--- WORK REQUEST ---
Only the pictures are to be left out; return the rest of the data exactly as it stands.

Image-grounded pointing data:
#####

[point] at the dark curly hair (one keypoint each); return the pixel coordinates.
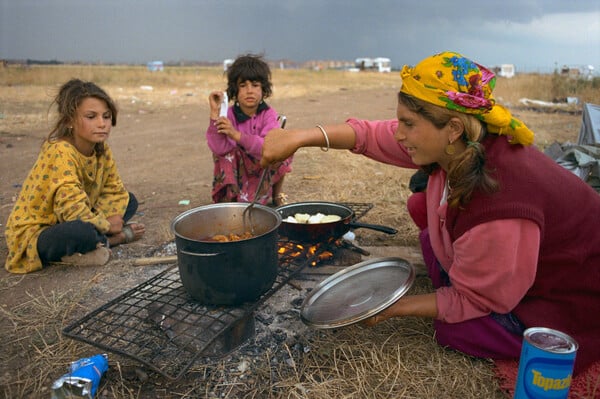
(250, 67)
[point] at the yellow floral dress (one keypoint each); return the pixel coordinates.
(63, 185)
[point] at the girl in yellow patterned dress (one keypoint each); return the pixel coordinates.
(73, 205)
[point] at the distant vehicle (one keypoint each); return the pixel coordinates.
(379, 64)
(154, 66)
(227, 63)
(507, 70)
(504, 70)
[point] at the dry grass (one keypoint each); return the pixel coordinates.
(397, 359)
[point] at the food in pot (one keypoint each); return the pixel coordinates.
(229, 237)
(305, 218)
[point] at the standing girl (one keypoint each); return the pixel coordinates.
(236, 140)
(73, 206)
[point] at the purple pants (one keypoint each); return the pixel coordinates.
(497, 336)
(75, 236)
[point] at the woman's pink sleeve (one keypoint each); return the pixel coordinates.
(375, 140)
(493, 268)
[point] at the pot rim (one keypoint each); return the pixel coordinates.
(192, 211)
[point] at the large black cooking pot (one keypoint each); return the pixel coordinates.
(321, 232)
(226, 273)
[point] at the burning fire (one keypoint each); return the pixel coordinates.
(314, 253)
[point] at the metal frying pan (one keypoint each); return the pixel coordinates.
(321, 232)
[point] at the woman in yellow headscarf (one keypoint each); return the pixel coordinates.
(506, 249)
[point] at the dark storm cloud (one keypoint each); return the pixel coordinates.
(529, 33)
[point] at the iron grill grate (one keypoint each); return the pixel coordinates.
(157, 324)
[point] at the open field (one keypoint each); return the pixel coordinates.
(162, 157)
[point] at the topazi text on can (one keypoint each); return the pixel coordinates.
(546, 364)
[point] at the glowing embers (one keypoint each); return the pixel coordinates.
(291, 251)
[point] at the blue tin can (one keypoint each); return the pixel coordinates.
(546, 364)
(82, 380)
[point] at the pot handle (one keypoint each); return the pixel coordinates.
(378, 227)
(202, 254)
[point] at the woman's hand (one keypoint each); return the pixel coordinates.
(116, 224)
(224, 126)
(423, 305)
(214, 101)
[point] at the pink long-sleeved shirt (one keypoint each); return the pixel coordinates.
(491, 266)
(253, 131)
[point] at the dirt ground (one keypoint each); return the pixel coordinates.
(163, 158)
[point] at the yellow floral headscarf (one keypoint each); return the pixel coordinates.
(455, 82)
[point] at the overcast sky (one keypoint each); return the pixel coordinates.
(535, 35)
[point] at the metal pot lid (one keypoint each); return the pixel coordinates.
(357, 292)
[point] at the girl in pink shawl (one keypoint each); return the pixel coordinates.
(236, 140)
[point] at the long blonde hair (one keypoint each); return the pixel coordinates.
(467, 171)
(68, 99)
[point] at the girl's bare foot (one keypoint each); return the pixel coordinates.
(131, 232)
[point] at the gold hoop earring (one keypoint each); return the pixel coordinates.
(450, 149)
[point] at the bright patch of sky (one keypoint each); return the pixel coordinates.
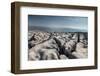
(59, 22)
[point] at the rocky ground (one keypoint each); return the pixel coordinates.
(57, 45)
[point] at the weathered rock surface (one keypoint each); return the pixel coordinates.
(57, 45)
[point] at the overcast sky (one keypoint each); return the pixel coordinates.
(68, 22)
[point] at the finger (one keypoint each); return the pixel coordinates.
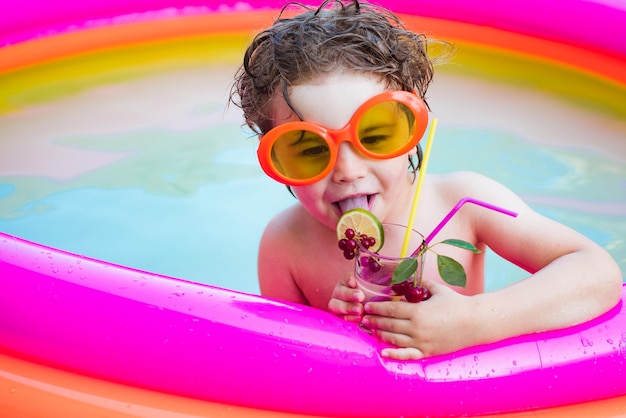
(383, 325)
(357, 319)
(342, 307)
(391, 309)
(405, 353)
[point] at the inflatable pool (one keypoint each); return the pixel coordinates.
(84, 337)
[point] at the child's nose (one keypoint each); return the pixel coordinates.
(350, 164)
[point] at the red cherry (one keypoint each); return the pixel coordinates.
(374, 265)
(414, 294)
(400, 289)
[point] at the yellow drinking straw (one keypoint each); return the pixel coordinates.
(418, 188)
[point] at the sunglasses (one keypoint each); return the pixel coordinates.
(386, 126)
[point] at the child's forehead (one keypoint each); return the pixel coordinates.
(329, 100)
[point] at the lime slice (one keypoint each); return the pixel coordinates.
(361, 221)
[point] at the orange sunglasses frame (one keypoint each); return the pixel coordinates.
(348, 133)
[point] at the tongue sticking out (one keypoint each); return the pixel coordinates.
(353, 203)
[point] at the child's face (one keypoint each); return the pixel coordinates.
(382, 186)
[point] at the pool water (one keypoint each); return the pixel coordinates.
(156, 173)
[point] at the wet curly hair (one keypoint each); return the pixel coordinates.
(339, 35)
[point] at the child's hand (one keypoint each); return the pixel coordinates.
(346, 300)
(439, 325)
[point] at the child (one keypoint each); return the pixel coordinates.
(321, 67)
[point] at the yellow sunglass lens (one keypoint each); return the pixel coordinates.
(300, 155)
(386, 127)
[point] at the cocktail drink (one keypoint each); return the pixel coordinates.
(374, 270)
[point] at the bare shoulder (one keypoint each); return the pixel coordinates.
(280, 246)
(457, 185)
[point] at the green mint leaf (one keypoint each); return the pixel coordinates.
(462, 244)
(404, 270)
(451, 271)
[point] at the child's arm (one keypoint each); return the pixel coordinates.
(275, 279)
(572, 280)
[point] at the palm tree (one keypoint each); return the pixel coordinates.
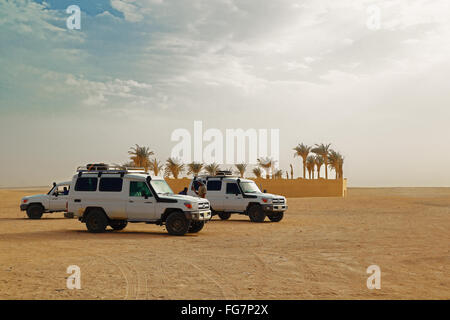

#####

--- ANSWER SECTION ---
[point] at the dark curly hair (one keypoint each); return the pixel coordinates.
(250, 67)
[point] at the yellow floral dress (one keypoint each); return the pixel coordinates.
(63, 185)
[point] at the girl in yellow patterned dress (one keypoint each); return the pixel coordinates.
(73, 205)
[point] at the distant vehicle (one keypoint each); return the pixel coordinates.
(379, 64)
(154, 66)
(227, 63)
(507, 70)
(504, 70)
[point] at the dry grass (one keypoint each); return the pixel coordinates.
(397, 359)
[point] at the food in pot (one keypoint each); return the pixel coordinates.
(229, 237)
(305, 218)
[point] at the standing girl (one keypoint each); return the pixel coordinates.
(236, 140)
(73, 206)
[point] at the purple pants (one keypoint each); return the pixel coordinates.
(497, 336)
(75, 236)
[point] at the woman's pink sleeve (one keypoint each); return the pixel coordinates.
(375, 140)
(493, 268)
[point] at the pot rim (one keypoint each); return the pixel coordinates.
(192, 211)
[point] at the large black cooking pot (one keypoint each); return the pixel coordinates.
(321, 232)
(226, 273)
[point] at the burning fire (one keypoint each); return the pixel coordinates.
(314, 253)
[point] at the metal frying pan (one keypoint each); return the pixel coordinates.
(321, 232)
[point] at the woman in yellow headscarf (one keypoint each); return the pixel coordinates.
(506, 249)
[point] at the dark storm cloud (one keypoint each); return the pixel coordinates.
(529, 33)
[point] at the iron grill grate (one keypoint each); return the pixel coordinates.
(157, 324)
[point] at the open field (one keypoint each); return the pixel coordinates.
(162, 157)
[point] at the topazi text on can (one keypoint each); return the pixel coordinates.
(546, 364)
[point] at the glowing embers (one keypoint each); return the pixel coordinates.
(291, 251)
[point] at the blue tin can (one keypoint each); return the pixel coordinates.
(546, 364)
(82, 380)
[point] at the pot handle (one keypoint each); return the pixel coordinates.
(378, 227)
(202, 254)
[point] at the woman's hand (one keypoint each); return the pixel coordinates.
(116, 224)
(224, 126)
(423, 305)
(214, 101)
[point] at the pink long-sleeved shirt (one keypoint each); return the pixel coordinates.
(491, 266)
(253, 131)
[point] at the dirt ground (one keypoint each); return the pixel coordinates.
(163, 158)
[point] at the yellow floral headscarf (one keypoint each); return the pixel coordinates.
(455, 82)
[point] at the overcast sky (one keypoint each); return the pixel coordinates.
(535, 35)
[point] at the metal pot lid (one keypoint each); return the pixel coordinates.
(357, 292)
[point] at the girl in pink shawl (one keypoint each); return the pixel coordinates.
(236, 140)
[point] at the long blonde hair (one keypoint each); return the pixel coordinates.
(467, 171)
(68, 99)
[point] at the girl's bare foot (one keypoint each); return the pixel coordinates.
(131, 232)
[point] at the gold hoop earring (one keypoint each); return the pixel coordinates.
(450, 149)
[point] at the bright patch of sky (one keypoint each); return the pixel coordinates.
(59, 22)
[point] at the rocky ground (one keypoint each); return the pixel coordinates.
(57, 45)
[point] at the weathered rock surface (one keypoint each); return the pixel coordinates.
(57, 45)
[point] at the overcast sky (one keypoint each); return the pixel coordinates.
(68, 22)
[point] at the finger (one keypoint each); return the pixel coordinates.
(383, 325)
(357, 319)
(342, 307)
(391, 309)
(405, 353)
[point] at the inflatable pool (one keypoint each); return the pixel coordinates.
(84, 337)
[point] at the child's nose (one keypoint each); return the pixel coordinates.
(350, 164)
[point] at the red cherry (one keypoint each); return the pixel coordinates.
(374, 265)
(414, 294)
(400, 289)
[point] at the yellow drinking straw (one keypoint each); return the pixel coordinates.
(418, 188)
[point] at the sunglasses (one keypoint each); return the pixel coordinates.
(386, 126)
[point] at the child's forehead (one keypoint each); return the pixel coordinates.
(329, 100)
[point] at the lime slice (one keypoint each); return the pixel coordinates.
(361, 221)
[point] at the orange sunglasses frame (one keypoint each); return the pixel coordinates.
(348, 133)
[point] at the tongue sticking out (one keypoint each); return the pixel coordinates.
(353, 203)
[point] at the child's face (one keypoint each); return the pixel coordinates.
(382, 186)
[point] at the pool water (one keypoint each); return the pixel coordinates.
(156, 173)
[point] at the wet curly hair (one keypoint each); return the pixel coordinates.
(339, 35)
[point] at the child's hand (one keypoint each); return the pixel coordinates.
(346, 300)
(439, 325)
[point] at the child (one keypoint each); return the pixel coordinates.
(321, 67)
[point] at the yellow sunglass lens (one keypoint each); return the pixel coordinates.
(300, 155)
(386, 127)
[point] at the cocktail drink (one keypoint each); return the pixel coordinates.
(374, 270)
[point] at the bare shoulder (one keypoint each); return the pixel coordinates.
(280, 246)
(457, 185)
[point] at the green mint leaf (one keypoint each); return the pixel coordinates.
(462, 244)
(404, 270)
(451, 271)
[point] at the child's arm (one keypoint each); return the pixel coordinates.
(275, 279)
(572, 280)
[point] at the palm tree (one keypoint each); return the pixel coordinates.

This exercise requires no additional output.